Ce que Nice n’avait pu accomplir, la paix d’Annecy-le-Vieux va le rendre possible : le 5 septembre, Fauré annonce : « Je me suis enfin remis à travailler ! », et le 26, il précise : « J’ai entrepris un Trio pour clarinette (ou violon), violoncelle et piano. Un morceau important de ce Trio, commencé ici il y a un mois, est terminé ». Il s’agit de l’Andantino, cependant que les deux mouvements vifs furent composés à Paris dans le courant de l’hiver 1922-1923.
La création en public eut lieu à Paris en juin 1923 par les soins du Trio Cortot-Thibaud-Casals. A l’issue de cette audition, Fauré regagna Annecy-le-Vieux, où il reçut quelques jours plus tard la lettre suivante de la Reine Élisabeth de Belgique, dédicataire, rappelons-le, de la Sonate Opus 108 : « Cher maître, j’ai entendu votre beau Trio qui m’a causé une profonde émotion. Cette œuvre est si grande et pleine de charme poétique et j’ai été enveloppée par cet inexprimable délice qui se dégage de vos compositions. Combien j’ai regretté que vous ne soyez pas à côté de moi à ce moment ! Les artistes qui ont si bien interprété votre Trio m’ont rejoué « ma Sonate », dont la dédicace du grand et cher maître m’est si précieuse ». En sa clarté limpide, en sa radieuse perfection linéaire, le Trio n’est pas un moindre chef-d’œuvre que les pages de musique de chambre qui l’entourent. A côté du Trio de Ravel, c’est la plus parfaite réussite du genre dans la musique du XXème siècle. Il est curieux que l’édition imprimée ne fasse plus aucune allusion à l’alternative entre clarinette et violon, d’abord prévue par l’auteur.
Quatuor pour piano et cordes en ut mineur op 15
Allegro molto moderato
Scherzo (Allegro vivo)

——————————

**Petite tâche 1:**
Combien de lignes ci-dessous contiennent le mot « post » ? Répondez par le nombre seul.

**Lignes fournies:**
——————————

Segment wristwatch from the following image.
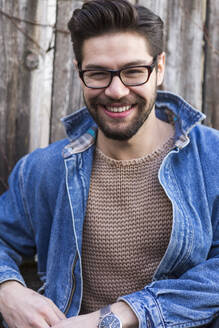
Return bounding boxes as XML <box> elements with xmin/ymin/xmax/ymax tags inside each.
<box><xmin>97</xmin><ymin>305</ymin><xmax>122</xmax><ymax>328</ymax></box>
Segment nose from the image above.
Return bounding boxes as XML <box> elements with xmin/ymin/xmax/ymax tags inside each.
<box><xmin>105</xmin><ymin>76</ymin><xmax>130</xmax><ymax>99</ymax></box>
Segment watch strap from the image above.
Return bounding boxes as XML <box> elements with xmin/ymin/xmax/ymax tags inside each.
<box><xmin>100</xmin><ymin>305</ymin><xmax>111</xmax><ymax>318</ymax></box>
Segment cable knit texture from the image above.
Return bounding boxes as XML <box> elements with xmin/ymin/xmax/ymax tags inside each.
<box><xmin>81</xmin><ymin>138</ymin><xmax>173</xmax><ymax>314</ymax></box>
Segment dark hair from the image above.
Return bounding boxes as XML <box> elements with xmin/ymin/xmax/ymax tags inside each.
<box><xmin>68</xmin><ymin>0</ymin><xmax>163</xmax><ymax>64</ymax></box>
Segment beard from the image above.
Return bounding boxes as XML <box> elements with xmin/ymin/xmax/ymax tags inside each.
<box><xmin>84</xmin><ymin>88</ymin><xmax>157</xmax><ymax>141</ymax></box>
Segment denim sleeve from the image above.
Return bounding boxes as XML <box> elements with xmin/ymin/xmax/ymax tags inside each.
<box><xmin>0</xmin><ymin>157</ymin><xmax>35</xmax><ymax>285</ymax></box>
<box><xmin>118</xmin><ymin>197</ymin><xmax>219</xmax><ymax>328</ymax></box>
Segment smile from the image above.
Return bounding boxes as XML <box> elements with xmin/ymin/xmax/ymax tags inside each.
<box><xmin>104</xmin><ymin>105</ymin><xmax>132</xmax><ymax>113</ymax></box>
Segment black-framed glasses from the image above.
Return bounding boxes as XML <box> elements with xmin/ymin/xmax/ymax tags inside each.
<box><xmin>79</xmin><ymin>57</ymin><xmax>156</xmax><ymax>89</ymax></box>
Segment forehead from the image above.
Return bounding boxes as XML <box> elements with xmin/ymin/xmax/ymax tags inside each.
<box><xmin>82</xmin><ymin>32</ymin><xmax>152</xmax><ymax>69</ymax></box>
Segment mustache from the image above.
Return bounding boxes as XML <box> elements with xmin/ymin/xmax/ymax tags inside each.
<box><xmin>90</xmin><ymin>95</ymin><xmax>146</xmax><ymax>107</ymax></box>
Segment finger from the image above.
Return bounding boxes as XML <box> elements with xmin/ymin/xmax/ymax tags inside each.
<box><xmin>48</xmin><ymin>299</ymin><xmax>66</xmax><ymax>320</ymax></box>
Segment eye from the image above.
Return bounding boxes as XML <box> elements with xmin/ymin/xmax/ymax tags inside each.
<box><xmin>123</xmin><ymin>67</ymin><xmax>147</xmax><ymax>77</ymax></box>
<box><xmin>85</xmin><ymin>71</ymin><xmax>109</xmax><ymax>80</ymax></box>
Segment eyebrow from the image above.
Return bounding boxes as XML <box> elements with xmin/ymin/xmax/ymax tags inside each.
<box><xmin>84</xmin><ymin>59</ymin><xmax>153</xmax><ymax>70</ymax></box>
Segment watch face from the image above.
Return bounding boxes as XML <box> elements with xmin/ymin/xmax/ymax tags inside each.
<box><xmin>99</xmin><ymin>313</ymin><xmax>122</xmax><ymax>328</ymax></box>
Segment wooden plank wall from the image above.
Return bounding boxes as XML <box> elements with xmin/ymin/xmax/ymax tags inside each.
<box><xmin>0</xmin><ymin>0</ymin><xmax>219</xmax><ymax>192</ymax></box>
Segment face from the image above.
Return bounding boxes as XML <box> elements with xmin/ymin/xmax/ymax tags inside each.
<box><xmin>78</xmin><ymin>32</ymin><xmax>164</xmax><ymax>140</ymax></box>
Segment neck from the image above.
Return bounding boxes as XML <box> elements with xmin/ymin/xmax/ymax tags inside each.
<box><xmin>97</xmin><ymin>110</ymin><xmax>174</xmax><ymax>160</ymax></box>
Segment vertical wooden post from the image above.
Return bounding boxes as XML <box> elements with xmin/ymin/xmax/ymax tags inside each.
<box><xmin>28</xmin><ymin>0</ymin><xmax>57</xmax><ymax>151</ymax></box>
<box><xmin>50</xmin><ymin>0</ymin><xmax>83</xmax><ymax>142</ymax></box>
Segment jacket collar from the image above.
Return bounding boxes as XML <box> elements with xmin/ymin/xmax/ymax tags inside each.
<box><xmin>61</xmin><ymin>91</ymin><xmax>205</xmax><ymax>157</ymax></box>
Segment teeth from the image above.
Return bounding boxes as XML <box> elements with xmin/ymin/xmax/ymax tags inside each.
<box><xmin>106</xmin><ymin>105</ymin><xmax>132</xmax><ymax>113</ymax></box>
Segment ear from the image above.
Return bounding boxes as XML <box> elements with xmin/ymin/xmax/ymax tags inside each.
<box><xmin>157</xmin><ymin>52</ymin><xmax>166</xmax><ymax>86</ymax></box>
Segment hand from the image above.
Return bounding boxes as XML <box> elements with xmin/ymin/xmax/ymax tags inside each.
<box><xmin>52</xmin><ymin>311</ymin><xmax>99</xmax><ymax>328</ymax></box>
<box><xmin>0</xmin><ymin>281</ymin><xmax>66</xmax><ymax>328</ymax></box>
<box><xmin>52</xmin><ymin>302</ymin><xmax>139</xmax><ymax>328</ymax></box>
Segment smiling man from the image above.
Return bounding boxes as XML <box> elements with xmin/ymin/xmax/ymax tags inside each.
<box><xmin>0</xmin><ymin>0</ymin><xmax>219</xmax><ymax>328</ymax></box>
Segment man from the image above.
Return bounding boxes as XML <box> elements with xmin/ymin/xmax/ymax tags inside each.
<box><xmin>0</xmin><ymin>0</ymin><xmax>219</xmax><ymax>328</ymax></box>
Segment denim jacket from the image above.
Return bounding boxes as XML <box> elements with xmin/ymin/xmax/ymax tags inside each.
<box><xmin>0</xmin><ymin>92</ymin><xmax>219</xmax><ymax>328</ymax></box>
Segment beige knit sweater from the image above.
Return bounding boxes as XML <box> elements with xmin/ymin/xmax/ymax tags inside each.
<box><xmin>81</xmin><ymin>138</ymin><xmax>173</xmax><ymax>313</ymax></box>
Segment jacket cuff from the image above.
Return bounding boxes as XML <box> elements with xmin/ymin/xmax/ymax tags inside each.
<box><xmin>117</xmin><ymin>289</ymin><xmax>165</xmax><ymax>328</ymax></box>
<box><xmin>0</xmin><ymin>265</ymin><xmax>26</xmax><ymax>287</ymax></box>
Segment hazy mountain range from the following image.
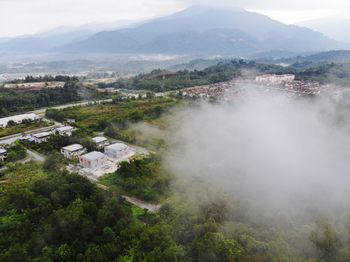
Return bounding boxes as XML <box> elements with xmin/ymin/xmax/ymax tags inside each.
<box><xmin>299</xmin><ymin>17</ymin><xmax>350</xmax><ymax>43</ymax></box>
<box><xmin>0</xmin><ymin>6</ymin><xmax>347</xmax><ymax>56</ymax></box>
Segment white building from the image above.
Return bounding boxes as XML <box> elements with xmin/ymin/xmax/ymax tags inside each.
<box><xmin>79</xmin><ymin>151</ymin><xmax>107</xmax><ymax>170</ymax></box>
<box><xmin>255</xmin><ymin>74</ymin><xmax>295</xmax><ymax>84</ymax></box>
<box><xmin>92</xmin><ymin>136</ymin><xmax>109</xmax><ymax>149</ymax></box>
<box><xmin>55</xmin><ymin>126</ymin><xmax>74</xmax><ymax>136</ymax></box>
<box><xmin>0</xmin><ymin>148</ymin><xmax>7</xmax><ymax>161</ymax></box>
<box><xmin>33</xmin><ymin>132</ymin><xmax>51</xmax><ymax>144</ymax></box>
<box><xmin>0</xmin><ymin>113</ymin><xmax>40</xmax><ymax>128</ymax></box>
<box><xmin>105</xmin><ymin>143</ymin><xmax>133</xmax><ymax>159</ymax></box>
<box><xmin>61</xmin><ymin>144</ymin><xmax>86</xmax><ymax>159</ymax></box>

——————————

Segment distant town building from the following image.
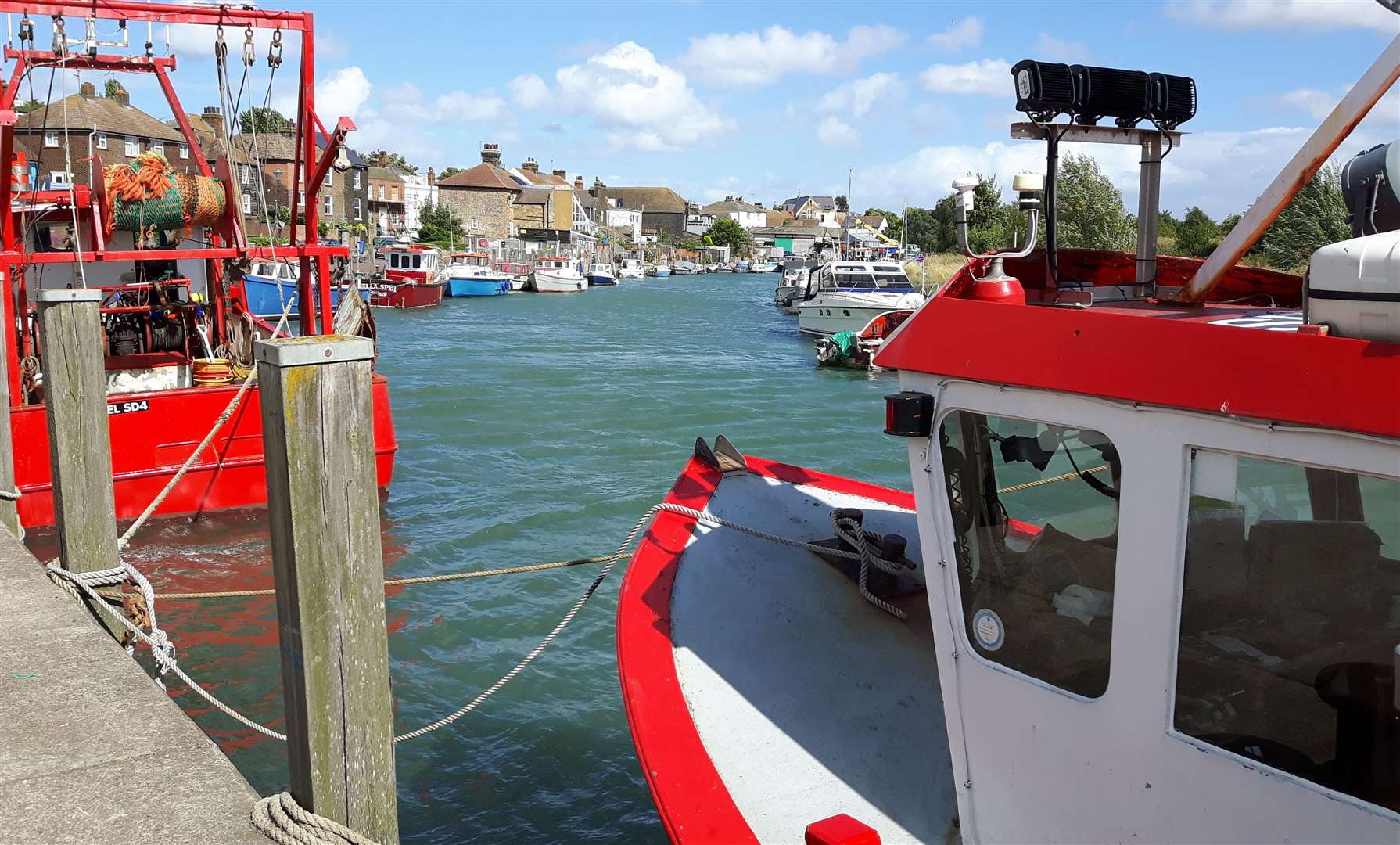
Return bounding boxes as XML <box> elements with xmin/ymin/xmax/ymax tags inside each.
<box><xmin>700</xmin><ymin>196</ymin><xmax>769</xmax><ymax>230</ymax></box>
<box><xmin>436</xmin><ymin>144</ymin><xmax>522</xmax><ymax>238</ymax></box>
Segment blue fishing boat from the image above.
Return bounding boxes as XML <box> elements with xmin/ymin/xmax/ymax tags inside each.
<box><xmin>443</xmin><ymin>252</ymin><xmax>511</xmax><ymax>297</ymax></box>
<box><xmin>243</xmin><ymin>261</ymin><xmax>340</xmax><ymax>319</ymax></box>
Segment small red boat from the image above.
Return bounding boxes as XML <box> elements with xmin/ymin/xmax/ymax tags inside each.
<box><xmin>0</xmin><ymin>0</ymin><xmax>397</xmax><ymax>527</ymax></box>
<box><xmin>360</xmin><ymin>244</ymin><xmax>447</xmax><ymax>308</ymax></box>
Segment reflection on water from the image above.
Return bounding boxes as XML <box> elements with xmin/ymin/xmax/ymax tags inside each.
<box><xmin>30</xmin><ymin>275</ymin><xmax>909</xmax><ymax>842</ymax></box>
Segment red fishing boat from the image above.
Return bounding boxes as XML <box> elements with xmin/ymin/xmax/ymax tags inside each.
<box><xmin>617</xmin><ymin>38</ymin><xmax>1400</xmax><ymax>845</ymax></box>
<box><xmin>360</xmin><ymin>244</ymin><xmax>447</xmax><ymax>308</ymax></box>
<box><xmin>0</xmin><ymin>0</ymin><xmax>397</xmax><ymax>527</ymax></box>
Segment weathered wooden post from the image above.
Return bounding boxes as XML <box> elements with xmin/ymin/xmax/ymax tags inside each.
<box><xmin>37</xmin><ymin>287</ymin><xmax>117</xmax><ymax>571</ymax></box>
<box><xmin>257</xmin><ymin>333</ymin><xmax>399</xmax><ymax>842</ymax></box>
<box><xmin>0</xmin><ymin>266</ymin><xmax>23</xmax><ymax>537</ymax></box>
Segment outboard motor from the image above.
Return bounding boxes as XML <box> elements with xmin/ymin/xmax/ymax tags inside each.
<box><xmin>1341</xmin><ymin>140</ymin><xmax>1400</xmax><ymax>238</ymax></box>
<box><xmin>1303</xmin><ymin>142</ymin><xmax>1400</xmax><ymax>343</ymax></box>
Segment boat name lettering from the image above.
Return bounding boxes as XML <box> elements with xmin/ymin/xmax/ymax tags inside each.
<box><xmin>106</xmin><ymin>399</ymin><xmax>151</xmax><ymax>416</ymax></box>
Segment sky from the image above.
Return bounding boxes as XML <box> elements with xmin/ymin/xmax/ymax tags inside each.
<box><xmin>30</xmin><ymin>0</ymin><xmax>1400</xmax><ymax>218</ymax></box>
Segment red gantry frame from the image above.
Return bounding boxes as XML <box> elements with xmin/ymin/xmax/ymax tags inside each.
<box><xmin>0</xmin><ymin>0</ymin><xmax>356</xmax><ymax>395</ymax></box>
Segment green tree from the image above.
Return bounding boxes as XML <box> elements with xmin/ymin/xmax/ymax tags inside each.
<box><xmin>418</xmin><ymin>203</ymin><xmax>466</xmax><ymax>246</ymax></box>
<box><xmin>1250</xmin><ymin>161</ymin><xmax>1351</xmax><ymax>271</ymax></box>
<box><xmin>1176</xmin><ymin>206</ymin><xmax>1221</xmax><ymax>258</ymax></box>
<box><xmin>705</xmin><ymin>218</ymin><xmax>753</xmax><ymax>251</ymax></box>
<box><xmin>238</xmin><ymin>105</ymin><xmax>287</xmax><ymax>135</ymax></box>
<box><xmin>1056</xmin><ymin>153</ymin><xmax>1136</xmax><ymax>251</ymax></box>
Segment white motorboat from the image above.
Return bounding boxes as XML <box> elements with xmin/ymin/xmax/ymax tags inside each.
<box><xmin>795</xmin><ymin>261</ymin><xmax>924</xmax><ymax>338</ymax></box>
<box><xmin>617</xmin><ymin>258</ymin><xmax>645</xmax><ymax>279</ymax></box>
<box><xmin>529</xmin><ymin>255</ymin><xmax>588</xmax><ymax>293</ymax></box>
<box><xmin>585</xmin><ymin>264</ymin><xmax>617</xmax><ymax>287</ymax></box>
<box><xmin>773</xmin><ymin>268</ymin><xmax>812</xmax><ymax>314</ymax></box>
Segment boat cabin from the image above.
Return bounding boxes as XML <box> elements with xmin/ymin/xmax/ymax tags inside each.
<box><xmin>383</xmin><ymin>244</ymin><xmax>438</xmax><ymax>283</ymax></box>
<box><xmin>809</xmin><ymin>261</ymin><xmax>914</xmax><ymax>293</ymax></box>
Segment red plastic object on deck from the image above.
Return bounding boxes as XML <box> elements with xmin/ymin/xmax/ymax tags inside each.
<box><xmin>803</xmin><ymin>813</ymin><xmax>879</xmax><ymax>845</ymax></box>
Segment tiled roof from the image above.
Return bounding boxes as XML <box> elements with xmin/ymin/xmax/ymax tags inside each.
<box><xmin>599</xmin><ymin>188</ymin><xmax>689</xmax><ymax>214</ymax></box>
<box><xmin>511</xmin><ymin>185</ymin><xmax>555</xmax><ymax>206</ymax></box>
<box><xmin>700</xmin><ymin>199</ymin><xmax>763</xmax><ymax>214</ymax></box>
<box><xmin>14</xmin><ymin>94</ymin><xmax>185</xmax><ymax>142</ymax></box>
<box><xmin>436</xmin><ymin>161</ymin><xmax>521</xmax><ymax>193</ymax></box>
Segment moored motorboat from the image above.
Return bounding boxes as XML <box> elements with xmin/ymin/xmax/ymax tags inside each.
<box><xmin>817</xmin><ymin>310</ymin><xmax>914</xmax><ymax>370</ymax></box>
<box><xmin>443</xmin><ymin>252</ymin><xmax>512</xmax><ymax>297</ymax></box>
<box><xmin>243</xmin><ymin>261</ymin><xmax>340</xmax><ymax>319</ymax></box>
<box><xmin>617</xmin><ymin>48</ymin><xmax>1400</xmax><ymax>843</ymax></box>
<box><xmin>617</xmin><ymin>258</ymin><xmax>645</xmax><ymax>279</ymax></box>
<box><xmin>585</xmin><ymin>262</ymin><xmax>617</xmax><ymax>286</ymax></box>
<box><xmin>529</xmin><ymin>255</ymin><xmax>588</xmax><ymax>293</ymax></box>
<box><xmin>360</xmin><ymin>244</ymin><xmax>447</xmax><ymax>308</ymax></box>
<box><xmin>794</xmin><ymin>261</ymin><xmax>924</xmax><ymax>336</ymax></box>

——————————

**Petite tâche 2:**
Résumez en deux phrases le texte sur le Trio de Fauré.

**Réponse complète 1:**
2

**Réponse complète 2:**
À Annecy-le-Vieux, Fauré se remet au travail et entreprend un Trio pour clarinette (ou violon), violoncelle et piano, dont il achève d'abord l'Andantino, les deux mouvements vifs étant composés à Paris durant l'hiver 1922-1923. Créé à Paris en juin 1923 par le Trio Cortot-Thibaud-Casals, ce Trio cause une profonde émotion à la Reine Élisabeth de Belgique, et le texte le tient, à côté du Trio de Ravel, pour la plus parfaite réussite du genre dans la musique du XXe siècle.